Copy every line of the entries below verbatim, with no changes.

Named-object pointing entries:
┌────────

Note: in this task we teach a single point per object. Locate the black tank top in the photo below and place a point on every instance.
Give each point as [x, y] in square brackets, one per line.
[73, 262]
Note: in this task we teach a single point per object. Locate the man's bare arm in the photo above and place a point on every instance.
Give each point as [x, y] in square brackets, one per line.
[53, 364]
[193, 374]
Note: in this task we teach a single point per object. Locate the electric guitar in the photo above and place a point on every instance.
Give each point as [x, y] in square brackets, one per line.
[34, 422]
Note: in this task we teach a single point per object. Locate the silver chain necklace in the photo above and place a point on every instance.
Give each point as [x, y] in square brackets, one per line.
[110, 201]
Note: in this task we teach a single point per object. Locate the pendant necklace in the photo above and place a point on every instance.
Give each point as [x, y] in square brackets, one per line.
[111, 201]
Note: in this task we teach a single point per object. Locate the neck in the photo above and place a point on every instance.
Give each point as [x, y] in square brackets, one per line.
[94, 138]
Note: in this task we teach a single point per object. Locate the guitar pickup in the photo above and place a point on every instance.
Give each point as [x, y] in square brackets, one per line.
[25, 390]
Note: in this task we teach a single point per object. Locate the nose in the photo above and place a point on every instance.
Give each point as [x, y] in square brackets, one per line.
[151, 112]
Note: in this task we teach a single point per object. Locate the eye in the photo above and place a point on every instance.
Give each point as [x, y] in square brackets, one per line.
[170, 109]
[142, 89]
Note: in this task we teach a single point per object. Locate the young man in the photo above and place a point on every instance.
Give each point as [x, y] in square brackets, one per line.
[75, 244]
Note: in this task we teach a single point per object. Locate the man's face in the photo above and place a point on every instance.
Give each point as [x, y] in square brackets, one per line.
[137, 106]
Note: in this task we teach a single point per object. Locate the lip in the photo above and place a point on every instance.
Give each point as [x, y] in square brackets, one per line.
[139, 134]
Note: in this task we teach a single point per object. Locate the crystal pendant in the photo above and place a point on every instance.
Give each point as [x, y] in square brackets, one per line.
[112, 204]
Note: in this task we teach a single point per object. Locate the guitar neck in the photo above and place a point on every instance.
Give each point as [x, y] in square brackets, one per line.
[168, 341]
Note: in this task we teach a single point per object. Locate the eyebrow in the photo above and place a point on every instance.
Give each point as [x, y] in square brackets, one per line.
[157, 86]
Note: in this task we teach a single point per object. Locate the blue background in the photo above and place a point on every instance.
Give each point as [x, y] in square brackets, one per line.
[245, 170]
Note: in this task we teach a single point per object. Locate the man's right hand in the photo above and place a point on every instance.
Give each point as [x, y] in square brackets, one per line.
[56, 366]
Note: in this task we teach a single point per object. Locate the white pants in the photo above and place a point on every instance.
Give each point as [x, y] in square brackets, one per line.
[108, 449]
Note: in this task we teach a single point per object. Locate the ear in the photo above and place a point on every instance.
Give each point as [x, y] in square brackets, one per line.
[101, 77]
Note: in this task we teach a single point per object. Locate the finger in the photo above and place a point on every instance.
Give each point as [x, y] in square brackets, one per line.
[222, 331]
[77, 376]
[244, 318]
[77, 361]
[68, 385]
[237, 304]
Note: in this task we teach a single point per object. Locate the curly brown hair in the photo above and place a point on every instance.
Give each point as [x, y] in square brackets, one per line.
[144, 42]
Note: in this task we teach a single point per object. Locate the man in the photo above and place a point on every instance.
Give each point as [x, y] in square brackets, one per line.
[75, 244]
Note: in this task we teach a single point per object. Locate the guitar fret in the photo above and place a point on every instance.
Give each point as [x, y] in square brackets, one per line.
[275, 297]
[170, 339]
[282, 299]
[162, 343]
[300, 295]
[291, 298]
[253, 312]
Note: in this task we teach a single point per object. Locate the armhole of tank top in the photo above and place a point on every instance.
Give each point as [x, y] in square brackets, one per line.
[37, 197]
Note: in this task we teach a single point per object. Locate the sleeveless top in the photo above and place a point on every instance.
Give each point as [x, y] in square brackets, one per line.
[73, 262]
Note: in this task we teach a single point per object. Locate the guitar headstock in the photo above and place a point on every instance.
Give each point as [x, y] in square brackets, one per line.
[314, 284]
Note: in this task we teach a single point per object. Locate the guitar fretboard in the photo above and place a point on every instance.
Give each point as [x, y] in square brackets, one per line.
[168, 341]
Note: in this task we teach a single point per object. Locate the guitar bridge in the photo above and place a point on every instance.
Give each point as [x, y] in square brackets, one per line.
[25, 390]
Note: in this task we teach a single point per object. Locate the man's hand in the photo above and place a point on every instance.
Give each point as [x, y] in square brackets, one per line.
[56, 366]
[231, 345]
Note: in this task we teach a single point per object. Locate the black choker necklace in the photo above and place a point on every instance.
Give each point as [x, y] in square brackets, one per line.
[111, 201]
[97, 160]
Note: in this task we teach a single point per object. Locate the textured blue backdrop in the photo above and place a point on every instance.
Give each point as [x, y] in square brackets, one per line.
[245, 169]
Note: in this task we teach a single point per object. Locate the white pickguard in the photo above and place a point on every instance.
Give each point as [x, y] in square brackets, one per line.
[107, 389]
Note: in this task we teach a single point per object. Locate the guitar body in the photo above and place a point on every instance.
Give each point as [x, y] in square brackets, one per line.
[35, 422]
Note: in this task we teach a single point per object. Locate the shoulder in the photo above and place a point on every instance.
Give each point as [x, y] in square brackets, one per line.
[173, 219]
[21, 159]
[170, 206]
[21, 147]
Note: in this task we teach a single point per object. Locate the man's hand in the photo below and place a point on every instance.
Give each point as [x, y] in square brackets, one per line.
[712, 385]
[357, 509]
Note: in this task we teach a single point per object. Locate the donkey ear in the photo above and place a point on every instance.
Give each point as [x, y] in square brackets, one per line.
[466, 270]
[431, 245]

└────────

# Response
Note: in this task we teach a single point per object. Locate the black tank top in the photo below and place a point on every instance.
Give each point as [x, y] in square brackets, one per line.
[73, 262]
Note: in this task we teach a single point per object. Locate the man's bare arm in the photo above and place a point on every instance.
Give each point as [x, y] in square brackets, one per line.
[53, 364]
[193, 374]
Note: in this task we teach a single point per object. Locate the electric guitar in the photo above and place a point on every instance.
Give each point as [x, y] in square brackets, one per line.
[34, 422]
Note: in this task we teach a single point per object. Locate the silver chain necklace in the photo above and place a point on every instance.
Give each point as [x, y] in square brackets, one per line.
[110, 201]
Note: in this task we teach a single point per object. Locate the pendant necklace in the photo above and place a point on every instance.
Give each point as [x, y] in square brackets, one per line.
[111, 201]
Note: in this task we teach a single point per object. Locate the neck in the photo above and place a point on every instance.
Give each point as [x, y] in square brackets, one per line.
[94, 138]
Note: in this task we teach a single point per object. Locate the guitar pickup in the photo above and place a point on every instance.
Give each point as [x, y] in square brackets, one per line.
[25, 390]
Note: in this task we teach a single point per object. Locate the nose in the photo above and place a point on every instance.
Give each point as [x, y] in square brackets, one per line.
[151, 112]
Note: in this task we teach a single point per object. Locate the eye in the photo above and place a point on every instance.
Give each point as [x, y] in square brackets, one per line.
[170, 109]
[142, 89]
Note: in this task we teach a single point per object. Locate the young man in the photo above and place a point on every instance.
Give each point as [x, y] in square brackets, one per line.
[75, 244]
Note: in this task we teach a single point per object. Locate the man's face in the photo above and place a point on every instance.
Give each point as [x, y] in square brackets, one per line.
[137, 106]
Note: in this task we teach a single point per object. Locate the lip in the photo above and place a point on every instance.
Give each point as [x, y] in square brackets, one per line.
[139, 134]
Note: in this task we teach a single point per object. Locate the crystal pendant in the photo above and place a point on every instance.
Give each point as [x, y] in square brackets, one per line.
[112, 204]
Note: in this task we teach a single point per object. Locate the guitar neck in the photo above and place a point on every instance.
Give each point as [x, y] in square brackets, one per line.
[168, 341]
Note: in this task we teach a single point per object. Locate the eyebrow in the photo above and place a point on every instance.
Give each point as [x, y] in square brackets, one per line.
[157, 86]
Note: in this task we teach a single point per object. Locate the blue background in the photo above and place a point on every instance.
Give each point as [x, y] in square brackets, one per line.
[245, 170]
Note: in this task we teach a single point per object. Locate the man's right hand in the photo above and place a point on every instance.
Give each point as [x, y] in square brackets, one per line.
[56, 366]
Note: in this task we teach a single point per object. Locate the white pants in the photo above and place a point on every instance.
Give each point as [x, y] in square brackets, one per line.
[108, 449]
Note: in this task we teach a single point per object. Locate the ear in the photo above and place a point on every instance.
Give each point as [x, y] in square brackets, one per line.
[101, 77]
Note: in this task we teach a single point per object. Locate the finger in the photo above and place a point on every instance.
Give each point as [x, y] in square brackets, one per line.
[222, 331]
[77, 376]
[244, 318]
[77, 361]
[68, 385]
[237, 304]
Note: in this task we teach a single point per object. Locate the curly brown hair in the photo above and place a point on every instance.
Give each point as [x, y] in square brackets, one per line.
[144, 42]
Note: in this task we teach a single point per object. Locate the man in the photo above and place a point on every instance.
Give each point as [x, y] in square brackets, one per line.
[75, 244]
Note: in this task we teach a single point per object. Locate the guitar fret in the photo above and place a point on every instance.
Give each point as [x, y] in square brackets, one per line.
[275, 297]
[170, 339]
[282, 299]
[162, 343]
[300, 295]
[291, 298]
[253, 312]
Note: in this task we teach a single point per object. Locate the armhole of tank top in the photo above and place a point on every instance.
Give each point as [x, y] in square brackets, one per line.
[37, 197]
Note: in this task we teach a single point per object. Locate the sleeveless top in the photo above and place a point on every instance.
Give each point as [x, y] in square brackets, one per line.
[73, 262]
Note: in this task we teach a single point per object. Locate the guitar headstock in the photo above and place a point on every instance.
Give each point as [x, y] in square brackets, one per line.
[314, 284]
Note: in this task we teach a single point per object. Locate the guitar fretboard in the photo above and place a point on every instance.
Give each point as [x, y] in square brackets, one per line.
[168, 341]
Note: in this task we teach a single point per object. Locate the guitar bridge in the photo above and place a point on every instance.
Give each point as [x, y] in square brackets, one per line.
[25, 390]
Note: in this task we teach a single point per object. Locate the man's hand in the photo above and place a point on every instance.
Give each point as [x, y] in square brackets, one per line.
[56, 366]
[231, 345]
Note: in this task we teach a single point per object. Locate the black choker necklace in the photo above and place a point on every instance.
Give each point as [x, y] in square brackets, one per line.
[111, 201]
[97, 160]
Note: in this task we teach a single point per object. Locate the textured blue backdrop in the photo above and place a point on every instance.
Give each point as [x, y] in square brackets, one per line.
[245, 169]
Note: in this task we teach a single point per object. Locate the white pickguard in the photo above and place a point on every instance.
Give each point as [x, y] in square brackets, one per line.
[107, 389]
Note: in this task we teach a single point per object. Locate the guitar body in the photo above and place a point on every instance.
Give each point as [x, y] in square brackets, one per line.
[35, 422]
Note: in this task we teach a single point per object. Locate the shoulder in the photo above and place a point on every instance.
Give each point as [x, y] in square brackets, one per line.
[173, 219]
[21, 159]
[170, 206]
[21, 147]
Note: in this task we teach a single point per object. Locate the man's hand in the photo below and place a point on every instance.
Give each point as [x, y] in square brackets, one per line.
[712, 385]
[357, 509]
Note: in this task we teach a single point per object. Locate the donkey ear in the photo above and place a point on every instance.
Give each point as [x, y] in square brackets, one per line.
[466, 270]
[431, 245]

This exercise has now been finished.